MATERIAL SUPPLIED:
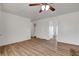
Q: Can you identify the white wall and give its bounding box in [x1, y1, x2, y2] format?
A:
[33, 18, 57, 40]
[35, 19, 50, 40]
[31, 22, 35, 37]
[56, 12, 79, 45]
[0, 11, 31, 46]
[0, 5, 3, 35]
[34, 11, 79, 45]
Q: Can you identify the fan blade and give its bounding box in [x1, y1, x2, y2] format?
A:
[39, 10, 42, 13]
[29, 4, 41, 6]
[49, 6, 55, 11]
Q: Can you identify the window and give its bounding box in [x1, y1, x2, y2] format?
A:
[49, 25, 54, 36]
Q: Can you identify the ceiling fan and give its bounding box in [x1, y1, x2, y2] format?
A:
[29, 3, 55, 13]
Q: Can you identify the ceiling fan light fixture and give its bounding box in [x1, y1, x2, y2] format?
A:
[29, 3, 55, 13]
[45, 5, 50, 11]
[41, 5, 50, 11]
[41, 5, 45, 11]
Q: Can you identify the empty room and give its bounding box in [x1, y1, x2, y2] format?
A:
[0, 3, 79, 56]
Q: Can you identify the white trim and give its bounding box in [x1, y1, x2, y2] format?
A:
[57, 40, 79, 46]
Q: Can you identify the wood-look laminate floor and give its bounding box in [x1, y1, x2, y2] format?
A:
[0, 38, 79, 56]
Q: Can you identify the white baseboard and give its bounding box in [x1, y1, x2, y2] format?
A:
[57, 40, 79, 46]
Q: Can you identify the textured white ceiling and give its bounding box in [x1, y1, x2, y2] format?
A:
[1, 3, 79, 21]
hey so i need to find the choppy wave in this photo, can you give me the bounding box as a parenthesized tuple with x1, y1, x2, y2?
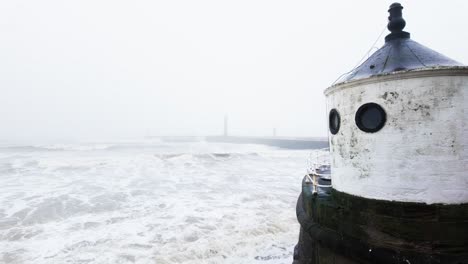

WHAT THE TASK REQUIRES:
Extract the run of lines beginning with the line that holds "Q: Can you identify the window" and ending at the last line of the data, inclusive. Exclude any pictures from the copy.

SOLVED PROBLEM:
Q: Can you identify the window and give its bounding box in [x1, y1, x2, y2] format?
A:
[49, 25, 54, 36]
Q: Can you identify the ceiling fan and give its bounding box in [x1, y1, x2, y2] format?
A:
[29, 3, 55, 13]
Q: Can you identify the ceiling fan light fixture and give its bounding box in [x1, y1, x2, y2] format?
A:
[29, 3, 55, 13]
[45, 5, 50, 11]
[41, 5, 50, 11]
[41, 5, 45, 11]
Q: Can you identify the empty room and give its bounding box in [x1, y1, x2, y2] format?
A:
[0, 3, 79, 56]
Q: Can you identify the white trim and give its bounding box in [x1, y1, x2, y2] format?
A:
[57, 40, 79, 46]
Q: Can you identify the wood-look laminate floor and give its bounding box in [x1, y1, x2, y2] format?
A:
[0, 38, 79, 56]
Q: Can you identify the white baseboard and give its bounding box in [x1, y1, x2, y2] format?
A:
[57, 40, 79, 46]
Q: Can you identify the textured white ceiling and give its bounding box in [x1, y1, x2, y2] format?
A:
[1, 3, 79, 21]
hey so i need to find the choppy wave in this photo, can you give me the bounding box as a parenthesized tuple with x1, y1, x2, y2?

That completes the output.